** Opening Supplied records block **
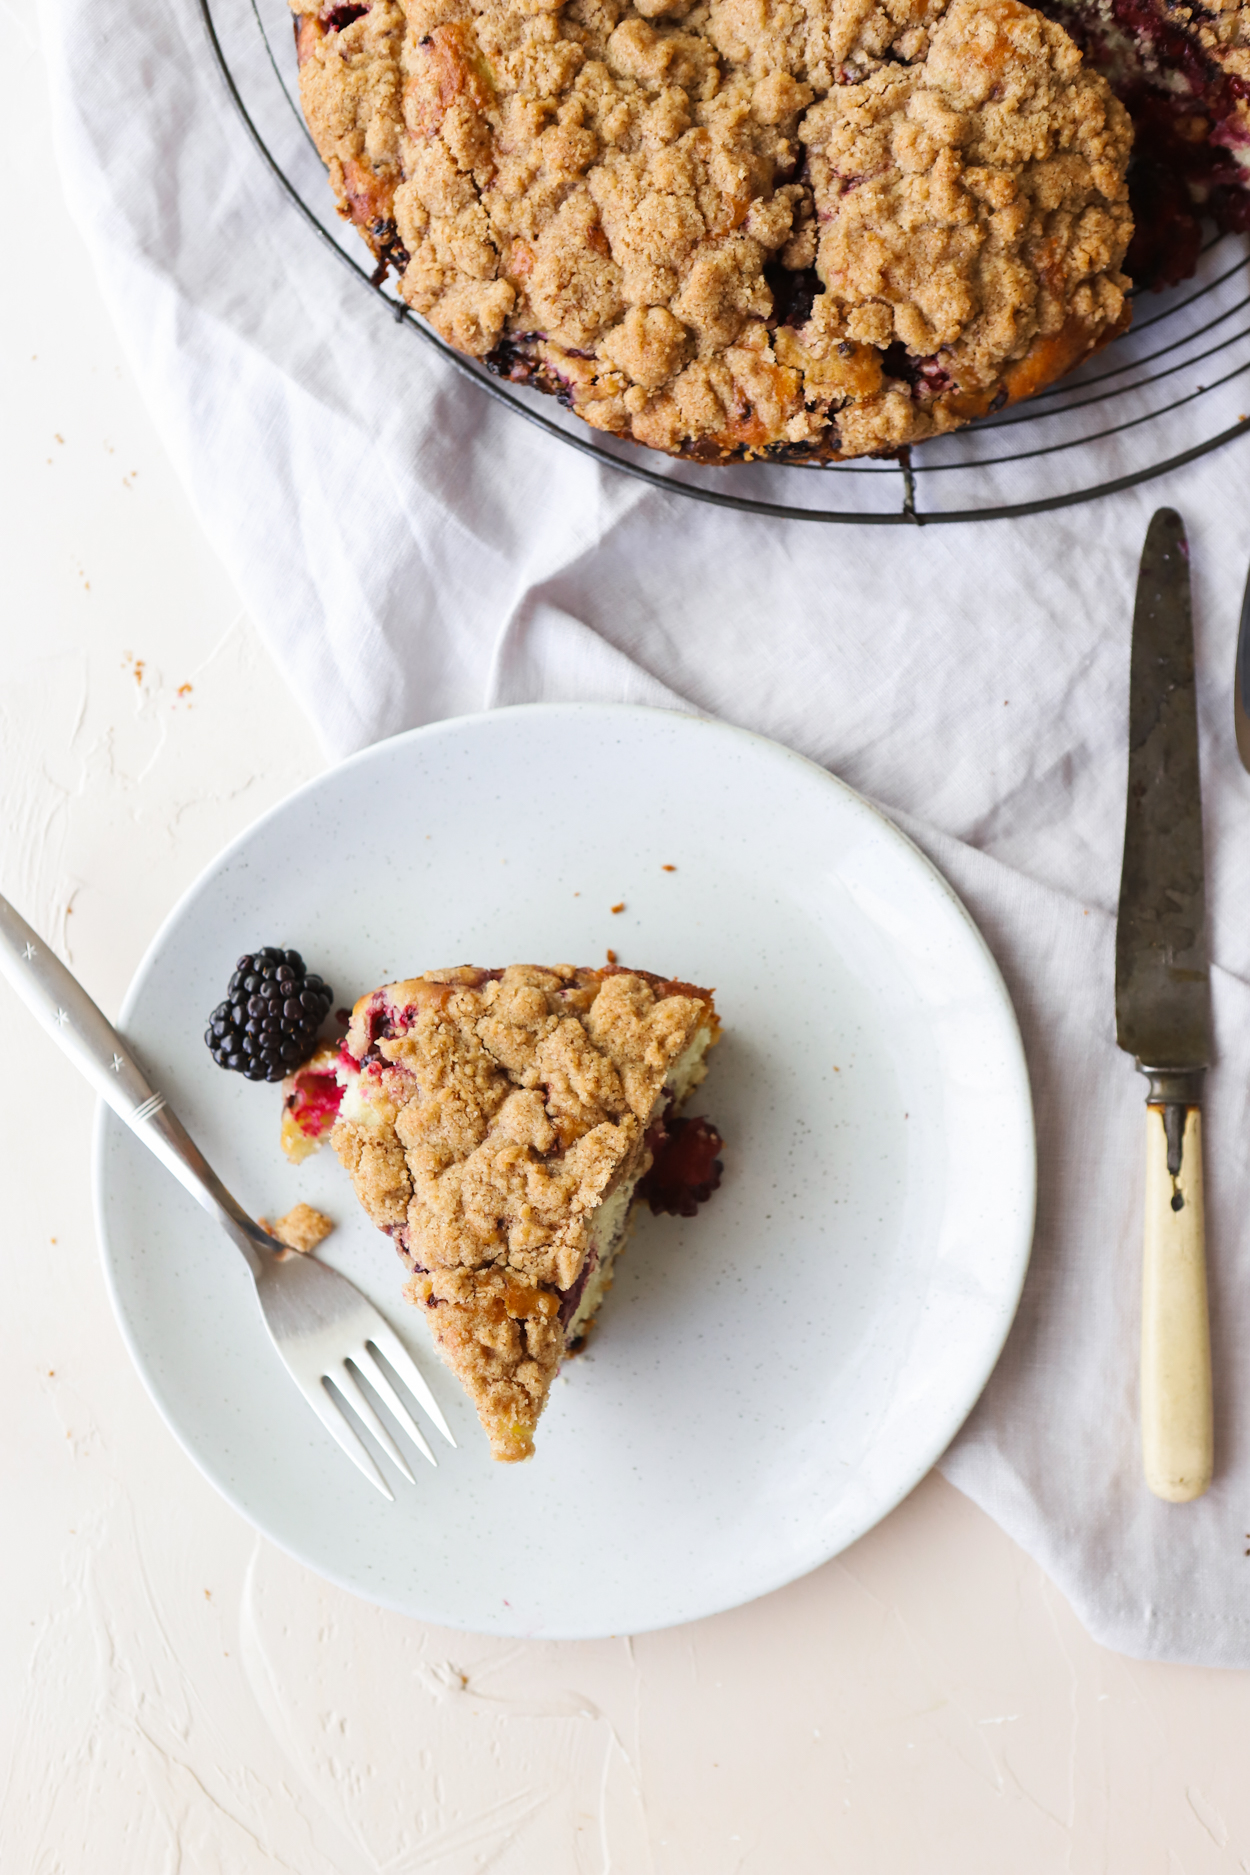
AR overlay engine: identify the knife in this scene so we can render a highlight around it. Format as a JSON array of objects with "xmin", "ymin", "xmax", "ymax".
[
  {"xmin": 1116, "ymin": 507, "xmax": 1213, "ymax": 1503},
  {"xmin": 1234, "ymin": 556, "xmax": 1250, "ymax": 772}
]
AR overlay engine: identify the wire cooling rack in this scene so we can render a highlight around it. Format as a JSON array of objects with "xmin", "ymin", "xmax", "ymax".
[{"xmin": 201, "ymin": 0, "xmax": 1250, "ymax": 524}]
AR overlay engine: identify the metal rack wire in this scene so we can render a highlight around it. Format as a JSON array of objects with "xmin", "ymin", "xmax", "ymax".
[{"xmin": 201, "ymin": 0, "xmax": 1250, "ymax": 524}]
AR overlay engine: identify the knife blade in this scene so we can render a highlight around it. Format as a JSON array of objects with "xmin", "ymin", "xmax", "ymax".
[
  {"xmin": 1115, "ymin": 507, "xmax": 1213, "ymax": 1503},
  {"xmin": 1234, "ymin": 555, "xmax": 1250, "ymax": 772}
]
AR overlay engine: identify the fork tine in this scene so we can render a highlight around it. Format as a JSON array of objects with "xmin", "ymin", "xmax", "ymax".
[
  {"xmin": 354, "ymin": 1346, "xmax": 437, "ymax": 1468},
  {"xmin": 303, "ymin": 1375, "xmax": 394, "ymax": 1500},
  {"xmin": 332, "ymin": 1365, "xmax": 417, "ymax": 1485},
  {"xmin": 368, "ymin": 1325, "xmax": 457, "ymax": 1446}
]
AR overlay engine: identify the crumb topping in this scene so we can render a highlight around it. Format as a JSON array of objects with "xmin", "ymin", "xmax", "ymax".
[
  {"xmin": 1037, "ymin": 0, "xmax": 1250, "ymax": 290},
  {"xmin": 331, "ymin": 964, "xmax": 718, "ymax": 1459},
  {"xmin": 293, "ymin": 0, "xmax": 1131, "ymax": 459},
  {"xmin": 261, "ymin": 1201, "xmax": 337, "ymax": 1253}
]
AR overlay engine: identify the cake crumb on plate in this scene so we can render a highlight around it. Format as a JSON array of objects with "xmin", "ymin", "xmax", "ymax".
[{"xmin": 261, "ymin": 1202, "xmax": 335, "ymax": 1255}]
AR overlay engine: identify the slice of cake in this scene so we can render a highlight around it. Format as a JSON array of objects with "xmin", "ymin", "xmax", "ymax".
[{"xmin": 330, "ymin": 965, "xmax": 722, "ymax": 1461}]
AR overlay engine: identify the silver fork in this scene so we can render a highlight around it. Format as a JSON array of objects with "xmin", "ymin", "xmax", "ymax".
[{"xmin": 0, "ymin": 891, "xmax": 454, "ymax": 1499}]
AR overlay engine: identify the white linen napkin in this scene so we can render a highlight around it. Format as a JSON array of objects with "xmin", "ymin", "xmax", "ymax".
[{"xmin": 41, "ymin": 0, "xmax": 1250, "ymax": 1665}]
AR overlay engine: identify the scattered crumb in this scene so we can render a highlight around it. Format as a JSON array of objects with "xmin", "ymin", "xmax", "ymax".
[
  {"xmin": 54, "ymin": 433, "xmax": 64, "ymax": 445},
  {"xmin": 47, "ymin": 1370, "xmax": 54, "ymax": 1378},
  {"xmin": 50, "ymin": 1236, "xmax": 57, "ymax": 1244},
  {"xmin": 204, "ymin": 1589, "xmax": 212, "ymax": 1601},
  {"xmin": 610, "ymin": 902, "xmax": 625, "ymax": 915},
  {"xmin": 606, "ymin": 948, "xmax": 618, "ymax": 964},
  {"xmin": 662, "ymin": 865, "xmax": 676, "ymax": 873},
  {"xmin": 260, "ymin": 1202, "xmax": 335, "ymax": 1255},
  {"xmin": 176, "ymin": 682, "xmax": 193, "ymax": 698}
]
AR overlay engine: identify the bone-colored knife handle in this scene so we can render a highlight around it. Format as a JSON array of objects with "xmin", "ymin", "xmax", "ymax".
[{"xmin": 1141, "ymin": 1103, "xmax": 1212, "ymax": 1502}]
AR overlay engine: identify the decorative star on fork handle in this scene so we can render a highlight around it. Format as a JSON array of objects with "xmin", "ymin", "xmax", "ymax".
[{"xmin": 0, "ymin": 891, "xmax": 455, "ymax": 1497}]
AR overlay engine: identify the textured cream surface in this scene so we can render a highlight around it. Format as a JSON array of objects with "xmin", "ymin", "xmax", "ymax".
[{"xmin": 293, "ymin": 0, "xmax": 1132, "ymax": 459}]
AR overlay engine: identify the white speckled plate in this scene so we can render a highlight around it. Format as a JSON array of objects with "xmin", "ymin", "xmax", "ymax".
[{"xmin": 94, "ymin": 705, "xmax": 1034, "ymax": 1638}]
** Closing Supplied records block **
§ **Instructions to follow**
Your copy should match the entries above exactly and contain no pictures.

§ **The answer**
AR overlay engine: identify the knife in this scene so we can render a highlight around it. Format as a JSON array of objects with "xmin", "ymin", "xmax", "ymax".
[
  {"xmin": 1116, "ymin": 507, "xmax": 1213, "ymax": 1503},
  {"xmin": 1234, "ymin": 556, "xmax": 1250, "ymax": 772}
]
AR overlay engine: identify the wire cooling rack in this scene so we can render a highlight around it. Format as a JSON array of objects with "xmin", "ymin", "xmax", "ymax".
[{"xmin": 201, "ymin": 0, "xmax": 1250, "ymax": 524}]
AR overlay engine: identify the metal rack wire in this scene so we can render a highlight around it. Format as a JSON array of objects with "xmin", "ymin", "xmax", "ymax".
[{"xmin": 201, "ymin": 0, "xmax": 1250, "ymax": 524}]
AR overlay engine: identify the knife blade in this scene so we can render a highlight around it. Format as a JSON array of objects with "xmin", "ymin", "xmax", "ymax".
[
  {"xmin": 1115, "ymin": 507, "xmax": 1213, "ymax": 1503},
  {"xmin": 1234, "ymin": 555, "xmax": 1250, "ymax": 772}
]
AR overlay engine: identify the fork tine in this scene so we can render a highlight around it. Format as a JSON array of objects with "xmin", "ymin", "xmax", "ymax".
[
  {"xmin": 354, "ymin": 1346, "xmax": 437, "ymax": 1468},
  {"xmin": 303, "ymin": 1375, "xmax": 394, "ymax": 1500},
  {"xmin": 332, "ymin": 1365, "xmax": 417, "ymax": 1485},
  {"xmin": 368, "ymin": 1325, "xmax": 457, "ymax": 1446}
]
AR overlay engine: identify the crumb topping in this scene so we can render a highlight around it. Format as a JSON array of objects with "xmin", "ymin", "xmax", "ymax".
[
  {"xmin": 1037, "ymin": 0, "xmax": 1250, "ymax": 290},
  {"xmin": 331, "ymin": 964, "xmax": 718, "ymax": 1459},
  {"xmin": 293, "ymin": 0, "xmax": 1131, "ymax": 459},
  {"xmin": 261, "ymin": 1201, "xmax": 337, "ymax": 1253}
]
AR overlay engine: identify the cake crumb on plate in this scene so we can render a highlight around it. Format as a JSON array of objects with "xmin", "ymin", "xmax", "ymax".
[{"xmin": 261, "ymin": 1202, "xmax": 335, "ymax": 1255}]
AR overlay engine: identify the slice of cake in this scene so we can render a highlight around it. Format as a JSON array of objects with "xmin", "ymin", "xmax", "ymax".
[{"xmin": 330, "ymin": 965, "xmax": 722, "ymax": 1461}]
AR overlay engine: identify the silver fork in this scene so we can render a highlight around it. Format as a JSON array of objects with "xmin", "ymin", "xmax", "ymax".
[{"xmin": 0, "ymin": 891, "xmax": 454, "ymax": 1499}]
AR overlay engine: identify the white linen napkin in this scene so we can render a highlight around it. Format as a JSON array of objects with "xmin", "ymin", "xmax", "ymax".
[{"xmin": 41, "ymin": 0, "xmax": 1250, "ymax": 1665}]
AR overlay engine: identify the scattered crumb in this scene so we can render a highlight around it. Format as a JSON array of objects with "xmin", "ymin", "xmax", "ymax".
[
  {"xmin": 54, "ymin": 433, "xmax": 64, "ymax": 445},
  {"xmin": 47, "ymin": 1370, "xmax": 54, "ymax": 1378},
  {"xmin": 50, "ymin": 1236, "xmax": 57, "ymax": 1244},
  {"xmin": 204, "ymin": 1589, "xmax": 212, "ymax": 1601},
  {"xmin": 610, "ymin": 902, "xmax": 625, "ymax": 915},
  {"xmin": 606, "ymin": 948, "xmax": 618, "ymax": 964},
  {"xmin": 662, "ymin": 865, "xmax": 676, "ymax": 873},
  {"xmin": 260, "ymin": 1202, "xmax": 335, "ymax": 1255},
  {"xmin": 176, "ymin": 682, "xmax": 193, "ymax": 698}
]
AR overlay engine: identify the bone-colored knife handle in this scene so we can render a highlight around it. Format as a JSON array of objects with "xmin", "ymin", "xmax", "ymax".
[{"xmin": 1141, "ymin": 1103, "xmax": 1212, "ymax": 1502}]
AR overlay engine: identify the decorative star on fork handle in this scene so we can render a highlight around it. Format as a JSON array of objects with "xmin", "ymin", "xmax", "ymax".
[{"xmin": 0, "ymin": 891, "xmax": 455, "ymax": 1497}]
AR overlay engine: identify the textured cream surface in this scene so we can render a highlight around it. Format as a JSON array of objects with "xmin", "ymin", "xmax", "ymax".
[{"xmin": 293, "ymin": 0, "xmax": 1132, "ymax": 459}]
AR overlay engine: identify the white speckled plate in this scene so we can render a highlight around it. Format as a JSON array of objects with "xmin", "ymin", "xmax", "ymax".
[{"xmin": 94, "ymin": 705, "xmax": 1034, "ymax": 1638}]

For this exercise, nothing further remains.